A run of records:
* * * * * * *

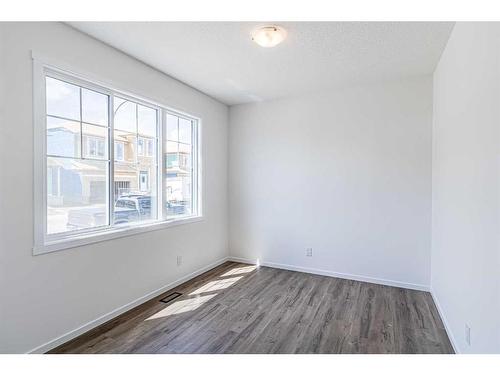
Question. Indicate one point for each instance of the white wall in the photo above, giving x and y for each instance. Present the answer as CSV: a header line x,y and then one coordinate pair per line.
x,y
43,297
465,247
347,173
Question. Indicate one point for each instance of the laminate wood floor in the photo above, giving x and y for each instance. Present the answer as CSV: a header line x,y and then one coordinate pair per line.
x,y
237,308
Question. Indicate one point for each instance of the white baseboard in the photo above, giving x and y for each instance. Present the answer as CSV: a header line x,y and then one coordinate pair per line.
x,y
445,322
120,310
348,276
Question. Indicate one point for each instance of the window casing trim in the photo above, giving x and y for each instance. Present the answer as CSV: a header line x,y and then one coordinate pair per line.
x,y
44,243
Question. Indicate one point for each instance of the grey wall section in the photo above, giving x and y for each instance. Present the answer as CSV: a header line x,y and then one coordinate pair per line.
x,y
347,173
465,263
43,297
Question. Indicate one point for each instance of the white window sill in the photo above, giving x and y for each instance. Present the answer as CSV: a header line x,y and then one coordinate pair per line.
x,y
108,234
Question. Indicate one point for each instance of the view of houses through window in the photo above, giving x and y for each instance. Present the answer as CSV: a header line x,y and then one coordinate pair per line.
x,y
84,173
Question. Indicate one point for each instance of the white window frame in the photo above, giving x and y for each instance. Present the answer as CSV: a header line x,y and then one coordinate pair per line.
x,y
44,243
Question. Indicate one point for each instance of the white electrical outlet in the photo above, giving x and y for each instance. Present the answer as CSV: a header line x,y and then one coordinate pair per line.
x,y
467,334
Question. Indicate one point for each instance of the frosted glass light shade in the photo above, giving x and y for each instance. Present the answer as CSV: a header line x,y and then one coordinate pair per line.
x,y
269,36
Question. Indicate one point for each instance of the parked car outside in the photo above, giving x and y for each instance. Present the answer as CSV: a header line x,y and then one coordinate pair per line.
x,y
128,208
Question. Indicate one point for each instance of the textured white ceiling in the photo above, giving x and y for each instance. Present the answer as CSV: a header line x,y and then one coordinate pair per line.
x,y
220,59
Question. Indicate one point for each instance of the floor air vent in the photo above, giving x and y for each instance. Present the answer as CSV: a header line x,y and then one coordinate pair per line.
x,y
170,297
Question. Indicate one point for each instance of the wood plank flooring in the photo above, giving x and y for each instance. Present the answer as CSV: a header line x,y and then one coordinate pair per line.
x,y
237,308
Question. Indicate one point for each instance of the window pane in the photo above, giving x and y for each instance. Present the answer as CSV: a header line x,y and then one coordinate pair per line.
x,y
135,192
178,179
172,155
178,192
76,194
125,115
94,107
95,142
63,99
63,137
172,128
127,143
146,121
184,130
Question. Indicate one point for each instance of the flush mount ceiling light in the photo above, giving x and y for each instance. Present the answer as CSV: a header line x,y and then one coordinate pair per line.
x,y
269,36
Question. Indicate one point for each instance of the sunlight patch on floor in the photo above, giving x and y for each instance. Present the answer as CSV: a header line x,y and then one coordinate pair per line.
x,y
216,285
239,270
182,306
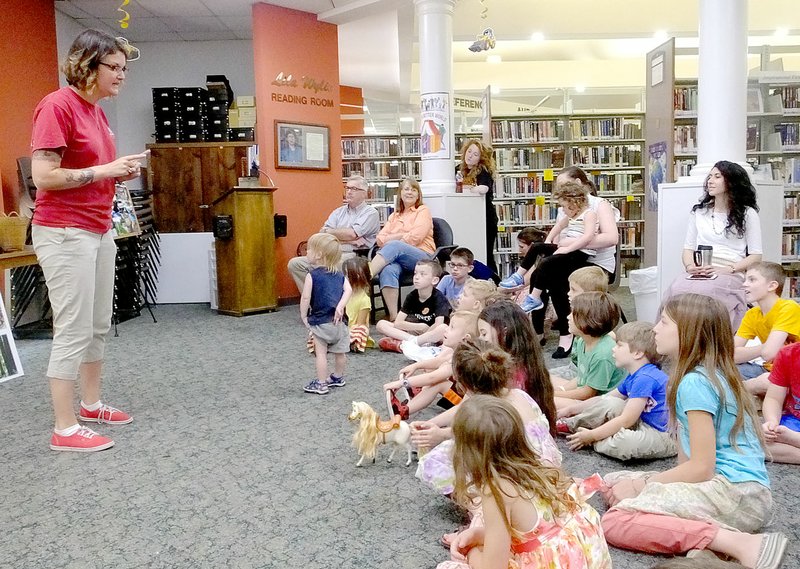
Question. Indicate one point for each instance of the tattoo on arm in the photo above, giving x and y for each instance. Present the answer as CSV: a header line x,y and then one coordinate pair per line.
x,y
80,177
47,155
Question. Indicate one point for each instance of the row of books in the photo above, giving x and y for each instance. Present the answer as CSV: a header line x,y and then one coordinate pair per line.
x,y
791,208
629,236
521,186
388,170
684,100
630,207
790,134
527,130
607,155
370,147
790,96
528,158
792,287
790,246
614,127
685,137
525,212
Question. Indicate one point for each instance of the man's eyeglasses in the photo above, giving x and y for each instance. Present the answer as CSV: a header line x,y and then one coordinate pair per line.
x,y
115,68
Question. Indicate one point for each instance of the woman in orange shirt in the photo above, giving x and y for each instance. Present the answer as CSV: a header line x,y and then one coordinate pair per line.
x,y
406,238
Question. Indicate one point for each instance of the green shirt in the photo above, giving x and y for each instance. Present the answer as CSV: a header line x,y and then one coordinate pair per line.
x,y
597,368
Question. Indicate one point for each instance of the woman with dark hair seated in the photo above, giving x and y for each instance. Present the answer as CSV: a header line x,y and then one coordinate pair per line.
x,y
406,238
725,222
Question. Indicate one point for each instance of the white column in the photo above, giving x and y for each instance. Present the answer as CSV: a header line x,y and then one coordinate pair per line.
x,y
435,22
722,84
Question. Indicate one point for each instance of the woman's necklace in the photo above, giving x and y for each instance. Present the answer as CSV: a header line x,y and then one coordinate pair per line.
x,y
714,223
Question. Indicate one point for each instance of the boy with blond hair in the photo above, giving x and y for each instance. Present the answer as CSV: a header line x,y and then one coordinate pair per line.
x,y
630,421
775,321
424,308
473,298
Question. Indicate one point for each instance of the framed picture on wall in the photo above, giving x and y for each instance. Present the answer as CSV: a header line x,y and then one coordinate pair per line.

* * * * * * *

▶ **Task to carry out**: Transcribe the records above exactly, but only from the line that contains "the white column" through their final line, inclusive.

▶ **Task response**:
Question. Indicate one point for each instance of the white column in the photo above, giving x and y for each instance. Present the answer as CSV: a header line x,y and then one coordinate pair per line.
x,y
435,22
722,84
Question. Indicate one point for each instance of the woman's necklace in the photo above, giving x and y for each instance. Present the answer as CSV: a header line x,y and then one coordinate pair per line.
x,y
714,223
Question. Indicate one point for each instance of the boy with blond hair in the photo above, giving x and y for each instance. Present the answer as CSV: a header line x,y and then one coordinate pair per line.
x,y
630,421
775,321
424,308
473,298
Question. Indicate one point for each instance of the framed picture on wall in the photo above, giving x and y for each instance. Present the answer as CSV: a header line x,y and then one coordinate pair per line.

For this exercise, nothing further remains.